▶ Supplied passage:
^^^^^^^^^^^^^^^^
A Boy and His Tiger



It’s hard to believe that the mischievous Calvin and his anthropomorphic pal Hobbes have been gone now for 17 years. On December 31, 1995, the 3,150th and final cartoon strip of Bill Watterson ran in newspapers across the country. Calvin and Hobbes were pictured in their sled atop a hill of freshly fallen snow. “It’s a magical world, ol’ buddy,” Calvin declares. “Let’s go exploring!”

Not only were fans crestfallen but critics a decade later decreed that Watterson’s decision to end the popular series created a void that no one was prepared to step up and fill.

So what possesses someone to walk away from not only a huge fan base but also a steady income? In Watterson’s words, “My interests have shifted and I believe I’ve done what I can do within the constraints of daily deadlines and small panels. I am eager to work at a more thoughtful pace, with fewer artistic compromises.”

The first day of a new year is often a time of reflection and reinvention – a “clean slate” opportunity that is as beckoning (and daunting!) as a fresh blanket of snow. Have you always wanted to start your own business and be your own boss? Type “Chapter One” or “Fade In” on that novel or screenplay that has been swirling around for years in your head? Throw caution to the wind, pack your essentials in a bag and visit those exotic ports of call that have long enticed you?
^^^^^^^^^^^^^^^^
▶ Material shown:
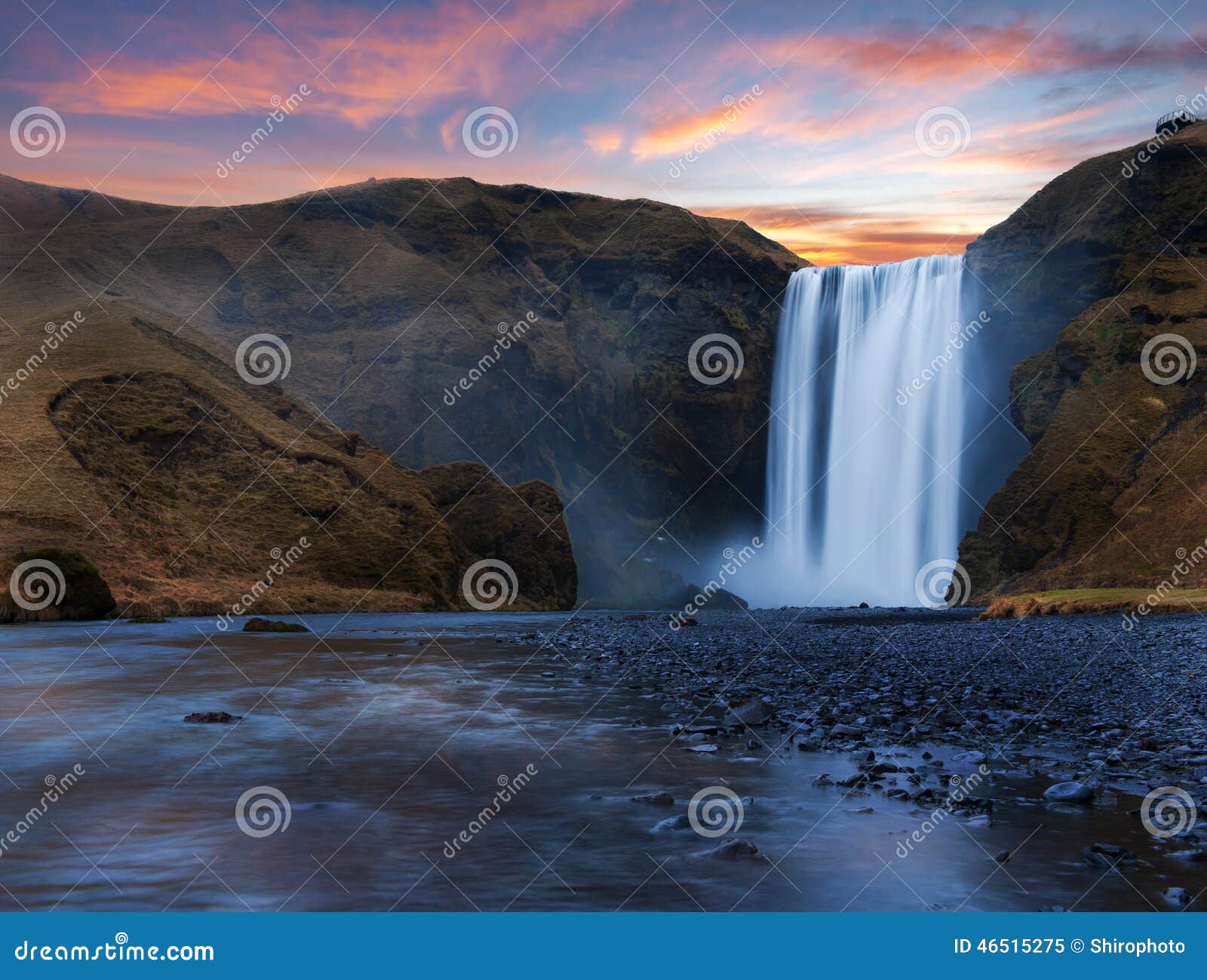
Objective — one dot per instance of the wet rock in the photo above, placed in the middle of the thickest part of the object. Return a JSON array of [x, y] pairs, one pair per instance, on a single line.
[[1177, 897], [756, 712], [662, 798], [733, 849], [1106, 856], [211, 718], [1070, 792], [272, 625]]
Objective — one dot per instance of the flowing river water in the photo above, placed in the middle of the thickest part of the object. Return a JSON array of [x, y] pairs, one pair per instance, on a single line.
[[390, 736]]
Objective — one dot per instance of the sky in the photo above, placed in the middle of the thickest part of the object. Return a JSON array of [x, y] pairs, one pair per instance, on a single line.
[[850, 132]]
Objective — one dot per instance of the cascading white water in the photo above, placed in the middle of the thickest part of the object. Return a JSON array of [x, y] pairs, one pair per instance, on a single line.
[[866, 432]]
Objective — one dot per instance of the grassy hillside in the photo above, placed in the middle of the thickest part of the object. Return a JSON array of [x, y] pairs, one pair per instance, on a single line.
[[389, 292], [1112, 493], [146, 456]]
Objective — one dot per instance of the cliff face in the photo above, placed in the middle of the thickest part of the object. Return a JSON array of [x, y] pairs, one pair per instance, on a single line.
[[139, 473], [1092, 268], [394, 297]]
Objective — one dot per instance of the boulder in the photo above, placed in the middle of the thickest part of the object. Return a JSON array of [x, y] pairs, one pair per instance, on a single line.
[[272, 625], [1070, 792], [52, 583]]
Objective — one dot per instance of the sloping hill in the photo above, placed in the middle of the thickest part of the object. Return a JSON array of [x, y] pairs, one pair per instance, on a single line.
[[148, 456], [1113, 491], [392, 292]]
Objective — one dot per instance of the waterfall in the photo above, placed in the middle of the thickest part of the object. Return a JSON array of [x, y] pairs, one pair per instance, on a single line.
[[867, 431]]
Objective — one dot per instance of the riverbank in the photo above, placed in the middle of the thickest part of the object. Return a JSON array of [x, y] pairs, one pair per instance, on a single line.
[[548, 762], [1070, 601], [1078, 698]]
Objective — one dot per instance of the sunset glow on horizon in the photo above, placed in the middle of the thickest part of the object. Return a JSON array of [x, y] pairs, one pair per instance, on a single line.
[[850, 133]]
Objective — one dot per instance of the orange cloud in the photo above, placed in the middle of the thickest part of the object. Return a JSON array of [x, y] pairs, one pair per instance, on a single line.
[[365, 72], [603, 139], [832, 237]]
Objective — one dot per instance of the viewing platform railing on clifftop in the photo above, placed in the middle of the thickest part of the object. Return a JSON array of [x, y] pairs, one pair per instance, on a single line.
[[1177, 120]]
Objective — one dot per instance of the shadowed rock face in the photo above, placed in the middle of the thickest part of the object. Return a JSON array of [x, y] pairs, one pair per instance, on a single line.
[[148, 478], [390, 292], [52, 583], [1092, 268]]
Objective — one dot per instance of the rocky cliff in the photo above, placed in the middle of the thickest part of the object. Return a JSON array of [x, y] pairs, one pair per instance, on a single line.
[[541, 334], [142, 475], [1101, 280]]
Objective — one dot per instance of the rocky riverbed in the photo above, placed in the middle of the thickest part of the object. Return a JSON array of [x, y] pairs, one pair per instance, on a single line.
[[1068, 698]]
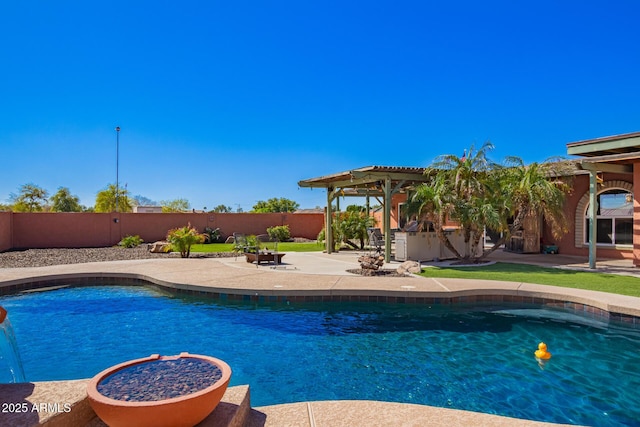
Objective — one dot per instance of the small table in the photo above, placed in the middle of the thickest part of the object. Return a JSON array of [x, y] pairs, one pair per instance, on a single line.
[[264, 257]]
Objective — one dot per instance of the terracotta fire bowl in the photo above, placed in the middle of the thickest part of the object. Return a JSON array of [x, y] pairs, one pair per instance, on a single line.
[[159, 390]]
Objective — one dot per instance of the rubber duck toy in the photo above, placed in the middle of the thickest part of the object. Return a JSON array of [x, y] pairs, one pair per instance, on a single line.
[[542, 353]]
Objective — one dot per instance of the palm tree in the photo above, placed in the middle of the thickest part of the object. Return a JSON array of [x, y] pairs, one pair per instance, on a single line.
[[537, 189], [477, 194], [461, 189]]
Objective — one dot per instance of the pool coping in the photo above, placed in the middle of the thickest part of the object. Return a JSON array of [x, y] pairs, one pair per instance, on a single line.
[[215, 278]]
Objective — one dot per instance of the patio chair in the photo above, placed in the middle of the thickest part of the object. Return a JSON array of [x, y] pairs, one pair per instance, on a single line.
[[376, 239]]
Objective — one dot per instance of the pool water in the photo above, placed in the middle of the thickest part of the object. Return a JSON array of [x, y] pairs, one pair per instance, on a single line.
[[464, 359]]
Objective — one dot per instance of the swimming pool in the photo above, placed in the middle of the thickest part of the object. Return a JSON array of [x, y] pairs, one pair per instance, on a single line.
[[465, 359]]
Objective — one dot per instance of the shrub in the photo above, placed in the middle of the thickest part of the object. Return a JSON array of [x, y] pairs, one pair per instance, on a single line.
[[182, 238], [279, 233], [212, 235], [130, 241]]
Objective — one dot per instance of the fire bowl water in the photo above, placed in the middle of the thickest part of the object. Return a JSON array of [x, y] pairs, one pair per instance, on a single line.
[[159, 390]]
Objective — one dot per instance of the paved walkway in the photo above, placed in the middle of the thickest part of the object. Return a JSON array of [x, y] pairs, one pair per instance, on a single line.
[[323, 274]]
^^^^^^^^^^^^^^^^
▶ Objectives:
[a] In the Calvin and Hobbes piece, on what date did the final strip run in newspapers?
[b] List every question the Calvin and Hobbes piece asks in its final paragraph.
[c] Transcribe the Calvin and Hobbes piece from "The first day" to "long enticed you?".

▶ In response:
[a] December 31, 1995.

[b]
- Have you always wanted to start your own business and be your own boss?
- Type "Chapter One" or "Fade In" on that novel or screenplay that has been swirling around for years in your head?
- Throw caution to the wind, pack your essentials in a bag and visit those exotic ports of call that have long enticed you?

[c]
The first day of a new year is often a time of reflection and reinvention – a “clean slate” opportunity that is as beckoning (and daunting!) as a fresh blanket of snow. Have you always wanted to start your own business and be your own boss? Type “Chapter One” or “Fade In” on that novel or screenplay that has been swirling around for years in your head? Throw caution to the wind, pack your essentials in a bag and visit those exotic ports of call that have long enticed you?